Collection entries:
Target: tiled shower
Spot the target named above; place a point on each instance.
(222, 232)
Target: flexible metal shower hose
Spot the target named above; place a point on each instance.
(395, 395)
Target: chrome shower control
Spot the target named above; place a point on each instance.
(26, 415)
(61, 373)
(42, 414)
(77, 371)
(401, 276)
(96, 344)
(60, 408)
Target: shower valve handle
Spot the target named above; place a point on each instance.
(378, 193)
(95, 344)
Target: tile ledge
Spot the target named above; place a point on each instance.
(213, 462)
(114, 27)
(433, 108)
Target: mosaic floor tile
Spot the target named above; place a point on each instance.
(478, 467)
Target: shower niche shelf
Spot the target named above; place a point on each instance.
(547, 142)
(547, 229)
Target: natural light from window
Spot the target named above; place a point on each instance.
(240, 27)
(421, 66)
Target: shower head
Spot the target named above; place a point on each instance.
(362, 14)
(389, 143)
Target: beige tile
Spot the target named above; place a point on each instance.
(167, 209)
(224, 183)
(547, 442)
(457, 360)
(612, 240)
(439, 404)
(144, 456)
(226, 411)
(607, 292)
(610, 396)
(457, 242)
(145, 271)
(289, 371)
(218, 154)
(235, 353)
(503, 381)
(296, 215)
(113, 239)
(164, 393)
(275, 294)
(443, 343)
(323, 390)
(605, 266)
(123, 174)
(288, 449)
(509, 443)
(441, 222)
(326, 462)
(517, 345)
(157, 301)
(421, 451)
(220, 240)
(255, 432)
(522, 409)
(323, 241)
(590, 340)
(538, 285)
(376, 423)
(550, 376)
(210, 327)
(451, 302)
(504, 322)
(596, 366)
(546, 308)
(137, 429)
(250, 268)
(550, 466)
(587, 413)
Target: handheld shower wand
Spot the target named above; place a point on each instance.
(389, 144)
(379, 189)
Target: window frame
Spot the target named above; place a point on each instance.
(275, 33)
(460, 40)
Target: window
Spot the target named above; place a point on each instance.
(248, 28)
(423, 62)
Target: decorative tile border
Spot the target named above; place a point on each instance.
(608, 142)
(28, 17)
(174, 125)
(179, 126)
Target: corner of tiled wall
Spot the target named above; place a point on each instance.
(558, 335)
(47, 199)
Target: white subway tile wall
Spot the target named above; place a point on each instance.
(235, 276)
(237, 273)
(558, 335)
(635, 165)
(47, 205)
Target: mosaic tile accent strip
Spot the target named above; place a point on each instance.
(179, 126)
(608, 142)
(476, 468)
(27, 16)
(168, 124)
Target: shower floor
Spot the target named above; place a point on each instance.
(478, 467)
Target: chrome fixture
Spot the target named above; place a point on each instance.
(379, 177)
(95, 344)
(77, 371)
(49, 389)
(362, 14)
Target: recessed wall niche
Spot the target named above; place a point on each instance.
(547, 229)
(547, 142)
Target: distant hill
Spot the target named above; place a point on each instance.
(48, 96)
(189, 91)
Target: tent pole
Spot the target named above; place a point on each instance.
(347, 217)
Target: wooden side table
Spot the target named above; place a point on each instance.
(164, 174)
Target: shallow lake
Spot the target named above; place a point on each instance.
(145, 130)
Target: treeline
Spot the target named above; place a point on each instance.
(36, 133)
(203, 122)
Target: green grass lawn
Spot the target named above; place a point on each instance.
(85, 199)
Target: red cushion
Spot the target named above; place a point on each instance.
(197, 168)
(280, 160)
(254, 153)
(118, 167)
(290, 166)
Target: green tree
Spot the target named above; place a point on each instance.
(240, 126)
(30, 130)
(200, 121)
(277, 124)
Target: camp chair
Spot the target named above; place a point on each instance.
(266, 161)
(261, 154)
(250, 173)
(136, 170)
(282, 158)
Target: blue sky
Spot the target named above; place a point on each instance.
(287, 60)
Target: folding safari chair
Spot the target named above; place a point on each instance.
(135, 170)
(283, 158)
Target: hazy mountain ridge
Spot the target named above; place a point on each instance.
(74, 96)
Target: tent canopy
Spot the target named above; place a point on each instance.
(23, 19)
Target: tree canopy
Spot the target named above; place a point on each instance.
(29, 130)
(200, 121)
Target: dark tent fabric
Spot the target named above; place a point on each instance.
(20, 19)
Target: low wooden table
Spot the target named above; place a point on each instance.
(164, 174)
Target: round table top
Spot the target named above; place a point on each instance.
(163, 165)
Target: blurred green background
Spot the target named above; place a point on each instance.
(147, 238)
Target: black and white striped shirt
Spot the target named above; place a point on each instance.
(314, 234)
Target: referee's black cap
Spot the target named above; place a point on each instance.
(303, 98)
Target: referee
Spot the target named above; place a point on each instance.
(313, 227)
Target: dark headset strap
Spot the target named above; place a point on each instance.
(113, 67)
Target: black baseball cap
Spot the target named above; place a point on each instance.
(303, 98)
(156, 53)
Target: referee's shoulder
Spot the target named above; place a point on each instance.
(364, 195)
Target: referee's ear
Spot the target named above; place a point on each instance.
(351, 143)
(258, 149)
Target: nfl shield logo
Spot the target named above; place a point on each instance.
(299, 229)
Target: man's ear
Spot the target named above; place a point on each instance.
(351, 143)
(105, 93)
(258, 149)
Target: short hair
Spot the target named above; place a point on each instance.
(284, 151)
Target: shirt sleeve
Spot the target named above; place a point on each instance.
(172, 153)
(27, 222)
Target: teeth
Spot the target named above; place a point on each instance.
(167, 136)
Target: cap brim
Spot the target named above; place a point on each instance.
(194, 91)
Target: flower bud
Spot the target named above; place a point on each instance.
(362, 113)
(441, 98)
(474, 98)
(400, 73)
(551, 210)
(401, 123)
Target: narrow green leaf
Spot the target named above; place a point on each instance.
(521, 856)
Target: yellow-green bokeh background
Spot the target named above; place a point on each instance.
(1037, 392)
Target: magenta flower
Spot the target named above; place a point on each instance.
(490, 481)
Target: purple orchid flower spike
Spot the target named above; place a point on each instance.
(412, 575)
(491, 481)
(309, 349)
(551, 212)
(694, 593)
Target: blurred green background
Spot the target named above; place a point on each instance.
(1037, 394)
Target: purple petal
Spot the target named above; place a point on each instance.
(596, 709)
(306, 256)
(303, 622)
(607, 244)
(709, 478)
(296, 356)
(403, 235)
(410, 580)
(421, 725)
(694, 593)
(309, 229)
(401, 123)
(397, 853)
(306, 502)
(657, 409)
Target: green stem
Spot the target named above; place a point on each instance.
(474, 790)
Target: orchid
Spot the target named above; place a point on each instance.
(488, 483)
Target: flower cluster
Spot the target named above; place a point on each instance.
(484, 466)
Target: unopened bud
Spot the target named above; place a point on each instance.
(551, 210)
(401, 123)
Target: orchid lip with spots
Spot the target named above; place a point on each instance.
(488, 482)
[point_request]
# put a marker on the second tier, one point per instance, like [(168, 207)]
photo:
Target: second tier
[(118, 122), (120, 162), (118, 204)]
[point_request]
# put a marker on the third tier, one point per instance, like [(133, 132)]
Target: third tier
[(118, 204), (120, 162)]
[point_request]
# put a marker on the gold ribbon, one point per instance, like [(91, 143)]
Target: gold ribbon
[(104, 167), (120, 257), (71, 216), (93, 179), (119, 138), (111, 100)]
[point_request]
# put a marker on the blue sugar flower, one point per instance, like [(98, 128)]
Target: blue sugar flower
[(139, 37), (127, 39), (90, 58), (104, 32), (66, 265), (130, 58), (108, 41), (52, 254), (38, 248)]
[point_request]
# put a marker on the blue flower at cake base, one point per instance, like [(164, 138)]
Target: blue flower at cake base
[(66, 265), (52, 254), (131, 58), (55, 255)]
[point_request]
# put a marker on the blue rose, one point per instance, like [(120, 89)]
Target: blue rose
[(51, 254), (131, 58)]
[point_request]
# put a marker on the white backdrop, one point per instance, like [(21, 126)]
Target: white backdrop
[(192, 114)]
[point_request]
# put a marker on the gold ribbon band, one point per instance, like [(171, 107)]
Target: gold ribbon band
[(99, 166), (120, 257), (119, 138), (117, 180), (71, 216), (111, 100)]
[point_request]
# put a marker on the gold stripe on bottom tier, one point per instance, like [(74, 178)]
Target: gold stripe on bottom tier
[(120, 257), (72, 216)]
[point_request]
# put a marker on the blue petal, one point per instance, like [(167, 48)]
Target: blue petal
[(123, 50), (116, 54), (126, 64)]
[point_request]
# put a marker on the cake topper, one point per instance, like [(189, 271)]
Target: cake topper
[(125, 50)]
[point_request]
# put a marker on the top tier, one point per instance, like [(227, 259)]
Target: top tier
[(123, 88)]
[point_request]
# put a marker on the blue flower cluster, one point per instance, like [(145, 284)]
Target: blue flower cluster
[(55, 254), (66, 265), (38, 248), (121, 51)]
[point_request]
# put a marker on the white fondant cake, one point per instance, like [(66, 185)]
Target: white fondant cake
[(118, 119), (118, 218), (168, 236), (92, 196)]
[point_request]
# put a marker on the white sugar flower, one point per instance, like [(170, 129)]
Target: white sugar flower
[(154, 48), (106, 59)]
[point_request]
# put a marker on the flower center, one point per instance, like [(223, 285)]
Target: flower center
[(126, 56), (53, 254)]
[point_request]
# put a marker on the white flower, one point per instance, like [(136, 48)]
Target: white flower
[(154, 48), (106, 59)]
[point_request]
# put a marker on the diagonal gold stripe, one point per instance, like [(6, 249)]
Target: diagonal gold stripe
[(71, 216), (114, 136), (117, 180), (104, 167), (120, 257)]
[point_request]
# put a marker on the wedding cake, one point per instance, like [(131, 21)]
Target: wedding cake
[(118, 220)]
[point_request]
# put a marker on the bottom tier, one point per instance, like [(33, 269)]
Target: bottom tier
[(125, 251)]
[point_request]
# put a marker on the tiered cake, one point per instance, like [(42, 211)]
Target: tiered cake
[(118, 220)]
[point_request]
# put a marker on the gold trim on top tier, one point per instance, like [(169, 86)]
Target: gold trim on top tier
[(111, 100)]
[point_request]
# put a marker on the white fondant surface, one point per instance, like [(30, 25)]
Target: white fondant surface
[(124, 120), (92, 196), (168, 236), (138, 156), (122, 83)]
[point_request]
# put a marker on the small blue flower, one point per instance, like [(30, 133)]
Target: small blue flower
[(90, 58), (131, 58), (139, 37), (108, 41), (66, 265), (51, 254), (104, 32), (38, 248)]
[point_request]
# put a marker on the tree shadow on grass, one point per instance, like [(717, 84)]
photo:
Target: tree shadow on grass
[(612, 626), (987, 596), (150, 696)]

REQUIREMENT: Lines from the top of the data above through the line with "Target: shower valve handle", both ends included: copy them exactly, nothing more.

ANSWER SECTION:
Target: tiled shower
Spot the target named above; place a point on each instance.
(222, 232)
Target: flexible metal shower hose
Spot the target named above; place a point on each instance.
(395, 395)
Target: chrome shower control
Spot the target named above; place a point on each instance.
(26, 415)
(61, 373)
(42, 414)
(77, 371)
(401, 276)
(96, 344)
(60, 408)
Target: shower valve handle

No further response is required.